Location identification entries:
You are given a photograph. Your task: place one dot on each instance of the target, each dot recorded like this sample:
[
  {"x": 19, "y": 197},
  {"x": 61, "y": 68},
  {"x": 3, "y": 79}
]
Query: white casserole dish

YOUR INSTRUCTIONS:
Rewrite the material above with every "dot" swapped for "marker", keeping all other text the same.

THE RESULT:
You are given a photograph. Your task: place one marker on each instance of the target, each marker recorded like this sample:
[
  {"x": 19, "y": 197},
  {"x": 61, "y": 68},
  {"x": 3, "y": 79}
]
Query: white casserole dish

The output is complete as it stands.